#### Instructions for the task
Write out again the lines starting with the line that contains "Target: person wearing face mask in crowd" and going on through the line that contains "xmin=464 ymin=198 xmax=495 ymax=299", swapping "Example" for "Sample" and leaving everything else unchanged.
╭─ Supplied material
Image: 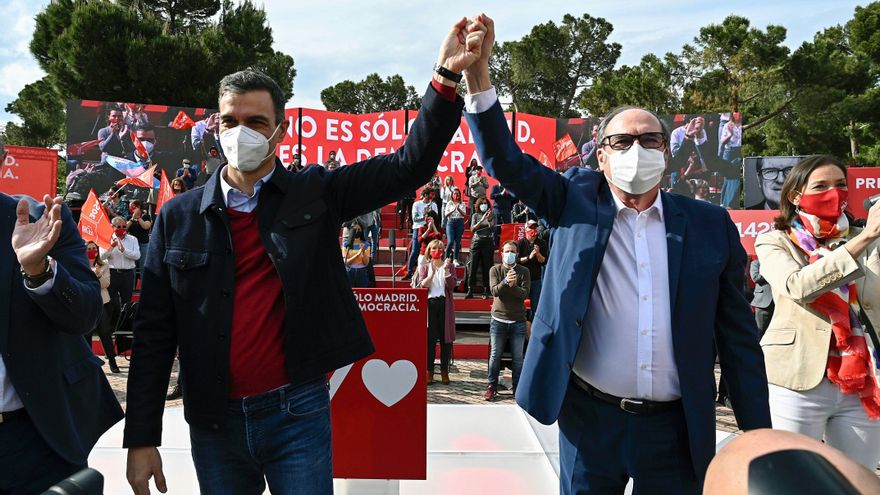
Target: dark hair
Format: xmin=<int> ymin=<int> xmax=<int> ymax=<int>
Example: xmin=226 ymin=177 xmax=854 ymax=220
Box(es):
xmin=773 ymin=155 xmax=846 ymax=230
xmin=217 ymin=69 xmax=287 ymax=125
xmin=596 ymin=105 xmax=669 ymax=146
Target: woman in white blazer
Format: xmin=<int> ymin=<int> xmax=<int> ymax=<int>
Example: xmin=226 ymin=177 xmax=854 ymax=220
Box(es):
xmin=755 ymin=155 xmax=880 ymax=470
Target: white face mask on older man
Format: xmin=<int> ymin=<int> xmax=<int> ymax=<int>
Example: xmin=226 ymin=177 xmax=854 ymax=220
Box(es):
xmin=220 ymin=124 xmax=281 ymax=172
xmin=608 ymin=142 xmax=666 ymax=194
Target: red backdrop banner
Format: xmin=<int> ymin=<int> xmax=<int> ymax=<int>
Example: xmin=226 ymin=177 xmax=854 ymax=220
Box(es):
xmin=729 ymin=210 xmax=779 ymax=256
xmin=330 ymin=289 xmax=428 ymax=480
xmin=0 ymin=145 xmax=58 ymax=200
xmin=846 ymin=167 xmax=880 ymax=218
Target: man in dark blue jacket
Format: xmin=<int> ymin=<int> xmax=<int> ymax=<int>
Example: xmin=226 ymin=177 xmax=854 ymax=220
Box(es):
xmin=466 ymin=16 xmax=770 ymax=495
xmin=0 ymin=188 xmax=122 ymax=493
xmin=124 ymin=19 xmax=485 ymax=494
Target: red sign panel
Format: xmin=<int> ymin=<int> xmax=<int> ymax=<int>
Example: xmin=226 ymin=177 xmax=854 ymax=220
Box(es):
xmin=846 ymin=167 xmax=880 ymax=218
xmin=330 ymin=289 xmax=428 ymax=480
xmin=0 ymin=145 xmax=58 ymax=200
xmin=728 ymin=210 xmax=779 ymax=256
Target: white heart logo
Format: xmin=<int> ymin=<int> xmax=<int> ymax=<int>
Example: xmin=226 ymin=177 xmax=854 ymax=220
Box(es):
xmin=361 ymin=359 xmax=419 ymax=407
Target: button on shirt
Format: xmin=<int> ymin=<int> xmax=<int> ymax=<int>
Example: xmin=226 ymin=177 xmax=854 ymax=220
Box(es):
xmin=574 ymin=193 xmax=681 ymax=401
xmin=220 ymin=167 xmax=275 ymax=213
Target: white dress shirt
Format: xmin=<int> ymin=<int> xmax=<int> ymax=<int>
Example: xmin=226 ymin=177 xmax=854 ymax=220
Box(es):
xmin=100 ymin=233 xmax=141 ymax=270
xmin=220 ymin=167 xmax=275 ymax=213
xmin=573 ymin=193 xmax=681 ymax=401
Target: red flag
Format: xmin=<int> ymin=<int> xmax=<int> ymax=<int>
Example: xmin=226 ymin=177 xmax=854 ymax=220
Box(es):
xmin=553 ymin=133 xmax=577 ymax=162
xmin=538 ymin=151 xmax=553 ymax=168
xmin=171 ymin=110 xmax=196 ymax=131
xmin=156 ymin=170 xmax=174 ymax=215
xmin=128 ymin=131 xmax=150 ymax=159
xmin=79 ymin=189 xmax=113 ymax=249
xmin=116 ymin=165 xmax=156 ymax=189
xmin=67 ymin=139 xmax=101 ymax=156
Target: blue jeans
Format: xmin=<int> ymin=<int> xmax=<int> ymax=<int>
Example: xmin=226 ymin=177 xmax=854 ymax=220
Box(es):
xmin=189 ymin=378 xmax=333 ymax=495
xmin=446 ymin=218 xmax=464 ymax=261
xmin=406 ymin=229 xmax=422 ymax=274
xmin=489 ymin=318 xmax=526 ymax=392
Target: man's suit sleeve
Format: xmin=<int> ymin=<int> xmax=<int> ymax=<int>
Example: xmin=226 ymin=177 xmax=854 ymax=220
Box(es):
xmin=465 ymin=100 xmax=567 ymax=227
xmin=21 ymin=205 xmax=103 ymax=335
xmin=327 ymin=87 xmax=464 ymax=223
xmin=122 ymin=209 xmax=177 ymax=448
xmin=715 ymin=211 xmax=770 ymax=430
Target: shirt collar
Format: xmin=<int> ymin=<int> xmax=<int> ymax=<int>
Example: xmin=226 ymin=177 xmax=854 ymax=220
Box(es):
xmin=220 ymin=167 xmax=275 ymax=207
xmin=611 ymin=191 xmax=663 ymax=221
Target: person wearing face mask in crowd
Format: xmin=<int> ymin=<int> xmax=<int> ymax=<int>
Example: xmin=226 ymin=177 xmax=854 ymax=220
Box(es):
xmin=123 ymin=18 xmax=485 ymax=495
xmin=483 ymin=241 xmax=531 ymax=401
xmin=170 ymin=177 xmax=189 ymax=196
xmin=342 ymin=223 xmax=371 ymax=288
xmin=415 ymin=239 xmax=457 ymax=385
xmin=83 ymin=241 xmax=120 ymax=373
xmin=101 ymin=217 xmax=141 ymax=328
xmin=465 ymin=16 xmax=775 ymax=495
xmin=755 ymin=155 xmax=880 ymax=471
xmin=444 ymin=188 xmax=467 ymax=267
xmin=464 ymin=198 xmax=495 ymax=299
╰─
╭─ Supplied material
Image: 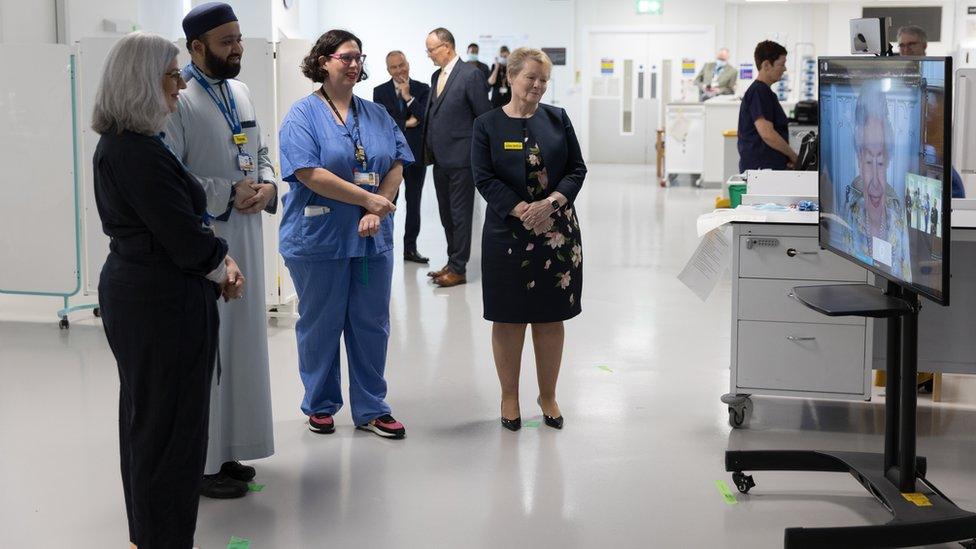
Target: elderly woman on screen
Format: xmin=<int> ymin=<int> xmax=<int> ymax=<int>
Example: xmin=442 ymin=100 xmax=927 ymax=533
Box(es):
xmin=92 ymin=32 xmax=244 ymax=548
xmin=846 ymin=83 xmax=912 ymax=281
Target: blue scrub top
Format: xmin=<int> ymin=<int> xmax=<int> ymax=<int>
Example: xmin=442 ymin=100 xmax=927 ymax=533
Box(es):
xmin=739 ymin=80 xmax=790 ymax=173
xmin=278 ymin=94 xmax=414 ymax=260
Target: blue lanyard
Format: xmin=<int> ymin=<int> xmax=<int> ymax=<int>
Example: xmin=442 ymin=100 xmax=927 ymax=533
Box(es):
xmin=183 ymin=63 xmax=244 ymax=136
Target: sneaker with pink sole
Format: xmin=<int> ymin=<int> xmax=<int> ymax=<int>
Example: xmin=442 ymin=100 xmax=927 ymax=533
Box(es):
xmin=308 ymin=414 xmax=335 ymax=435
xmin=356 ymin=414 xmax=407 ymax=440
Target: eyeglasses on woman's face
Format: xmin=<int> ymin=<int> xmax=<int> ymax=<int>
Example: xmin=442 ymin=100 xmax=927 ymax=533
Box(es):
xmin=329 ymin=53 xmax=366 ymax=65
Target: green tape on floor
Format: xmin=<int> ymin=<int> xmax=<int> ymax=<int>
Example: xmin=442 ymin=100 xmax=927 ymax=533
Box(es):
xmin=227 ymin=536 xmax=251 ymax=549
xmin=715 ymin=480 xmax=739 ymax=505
╰─
#### Response to the task
Target: person wearing face mask in crowd
Format: xmin=<int> ymin=<int> xmax=<int> ymax=<int>
Sample: xmin=226 ymin=177 xmax=854 ymax=220
Box(es):
xmin=123 ymin=18 xmax=485 ymax=495
xmin=483 ymin=241 xmax=531 ymax=401
xmin=170 ymin=177 xmax=189 ymax=196
xmin=342 ymin=223 xmax=371 ymax=288
xmin=415 ymin=239 xmax=457 ymax=385
xmin=83 ymin=241 xmax=120 ymax=373
xmin=101 ymin=217 xmax=141 ymax=328
xmin=465 ymin=16 xmax=775 ymax=495
xmin=755 ymin=155 xmax=880 ymax=471
xmin=444 ymin=188 xmax=467 ymax=267
xmin=464 ymin=198 xmax=495 ymax=299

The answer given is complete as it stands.